EXERCISE PROMPT: Present the items below as a numbered list, leaving out any blank lines.

PROVIDED INFORMATION:
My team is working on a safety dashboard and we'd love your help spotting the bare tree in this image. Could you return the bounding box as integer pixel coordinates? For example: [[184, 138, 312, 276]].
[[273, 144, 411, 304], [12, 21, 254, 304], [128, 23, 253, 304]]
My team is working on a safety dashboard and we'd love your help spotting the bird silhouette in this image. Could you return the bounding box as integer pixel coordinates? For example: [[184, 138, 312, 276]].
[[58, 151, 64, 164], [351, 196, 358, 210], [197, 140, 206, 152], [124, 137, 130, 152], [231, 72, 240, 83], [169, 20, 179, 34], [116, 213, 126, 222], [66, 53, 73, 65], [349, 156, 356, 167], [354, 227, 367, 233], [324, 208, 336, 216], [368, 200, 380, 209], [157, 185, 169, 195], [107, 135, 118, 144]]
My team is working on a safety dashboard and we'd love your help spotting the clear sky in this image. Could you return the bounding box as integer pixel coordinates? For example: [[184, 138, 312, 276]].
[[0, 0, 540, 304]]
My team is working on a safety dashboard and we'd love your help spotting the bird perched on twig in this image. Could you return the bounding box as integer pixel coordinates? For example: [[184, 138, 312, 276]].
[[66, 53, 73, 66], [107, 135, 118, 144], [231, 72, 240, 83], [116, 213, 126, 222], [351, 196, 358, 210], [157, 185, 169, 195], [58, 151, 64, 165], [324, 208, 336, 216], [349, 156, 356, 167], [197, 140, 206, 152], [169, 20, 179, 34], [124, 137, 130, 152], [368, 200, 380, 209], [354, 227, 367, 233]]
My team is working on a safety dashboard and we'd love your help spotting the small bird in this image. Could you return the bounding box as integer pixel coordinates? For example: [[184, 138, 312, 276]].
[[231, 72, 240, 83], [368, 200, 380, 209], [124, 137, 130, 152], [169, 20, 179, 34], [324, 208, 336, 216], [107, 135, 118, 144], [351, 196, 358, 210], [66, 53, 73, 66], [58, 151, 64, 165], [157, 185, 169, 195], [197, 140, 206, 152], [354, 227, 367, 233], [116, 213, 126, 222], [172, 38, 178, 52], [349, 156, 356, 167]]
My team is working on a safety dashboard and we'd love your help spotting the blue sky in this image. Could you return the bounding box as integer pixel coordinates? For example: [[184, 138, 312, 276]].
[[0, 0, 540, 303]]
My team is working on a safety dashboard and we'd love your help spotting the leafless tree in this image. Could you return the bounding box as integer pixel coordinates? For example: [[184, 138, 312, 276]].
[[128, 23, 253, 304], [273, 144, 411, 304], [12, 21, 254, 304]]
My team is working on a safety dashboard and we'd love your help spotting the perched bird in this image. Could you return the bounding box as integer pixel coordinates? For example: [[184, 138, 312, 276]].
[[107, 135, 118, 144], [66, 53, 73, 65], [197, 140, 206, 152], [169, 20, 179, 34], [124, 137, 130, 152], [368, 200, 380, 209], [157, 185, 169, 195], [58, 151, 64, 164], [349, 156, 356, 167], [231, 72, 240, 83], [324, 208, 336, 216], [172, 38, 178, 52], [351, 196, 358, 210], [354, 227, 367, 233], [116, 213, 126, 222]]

RESULT OF THE EXERCISE:
1. My team is working on a safety dashboard and we'd love your help spotting the bare tree in this image. Could you return the bounding box as integer pixel coordinates? For example: [[184, 138, 312, 276]].
2. [[273, 144, 411, 304], [12, 21, 254, 304], [128, 23, 253, 304]]
3. My team is working on a safety dashboard and we'd love your help spotting the bird silhouette in this image. Could you return the bounding box as integer pixel coordinates? For example: [[184, 138, 312, 276]].
4. [[58, 151, 64, 164], [351, 196, 358, 210], [197, 140, 206, 152], [124, 137, 130, 152], [231, 72, 240, 83], [169, 20, 179, 34], [116, 213, 126, 222], [66, 53, 73, 65], [349, 156, 356, 167], [354, 227, 367, 233], [324, 208, 336, 216], [368, 200, 380, 209], [157, 185, 169, 195], [107, 135, 118, 144]]
5. My team is working on a safety dashboard and we'd love your help spotting the clear sky in this image. Could you return the bounding box as integer pixel coordinates? For example: [[184, 138, 312, 276]].
6. [[0, 0, 540, 304]]
7. My team is working on a safety dashboard and we'd love your help spotting the bird perched on twig in this image. Could you return the bounding box as integer pixel coordinates? For example: [[184, 138, 312, 276]].
8. [[66, 53, 73, 66], [107, 135, 118, 144], [231, 72, 240, 83], [116, 213, 126, 222], [351, 196, 358, 210], [157, 185, 169, 195], [58, 151, 64, 165], [324, 208, 336, 216], [349, 156, 356, 167], [197, 140, 206, 152], [169, 20, 179, 34], [124, 137, 130, 152], [368, 200, 380, 209], [354, 227, 367, 233]]
9. My team is working on a safety dashboard and we'd love your help spotting the small bird in this image. Could you return the bounding box as integer pixel coordinates? For example: [[184, 138, 312, 276]].
10. [[231, 72, 240, 83], [368, 200, 380, 209], [124, 137, 130, 152], [169, 20, 179, 34], [324, 208, 336, 216], [107, 135, 118, 144], [351, 196, 358, 210], [66, 53, 73, 66], [58, 151, 64, 165], [157, 185, 169, 195], [197, 140, 206, 152], [354, 227, 367, 233], [116, 213, 126, 222], [172, 38, 178, 52], [349, 156, 356, 167]]
11. My team is working on a safety dashboard and we'd love your help spotting the blue sky in this image. Could you return the bounding box as integer pixel coordinates? For example: [[184, 138, 312, 276]].
12. [[0, 0, 540, 303]]
13. My team is working on a safety dashboard and we'd love your help spotting the leafless tree in this image. Could you return the bounding box as integer pixel coordinates? For example: [[184, 138, 312, 276]].
14. [[128, 23, 253, 304], [273, 144, 411, 304], [12, 21, 254, 304]]
15. My team is working on a safety dashboard and we'd love your help spotting the perched bird in this image. Could you return the bounding box as integer pixel coordinates? For example: [[184, 138, 312, 276]].
16. [[107, 135, 118, 144], [66, 53, 73, 65], [197, 140, 206, 152], [169, 20, 179, 34], [124, 137, 130, 152], [368, 200, 380, 209], [157, 185, 169, 195], [58, 151, 64, 164], [349, 156, 356, 167], [231, 72, 240, 83], [324, 208, 336, 216], [172, 38, 178, 52], [351, 196, 358, 210], [354, 227, 367, 233], [116, 213, 126, 222]]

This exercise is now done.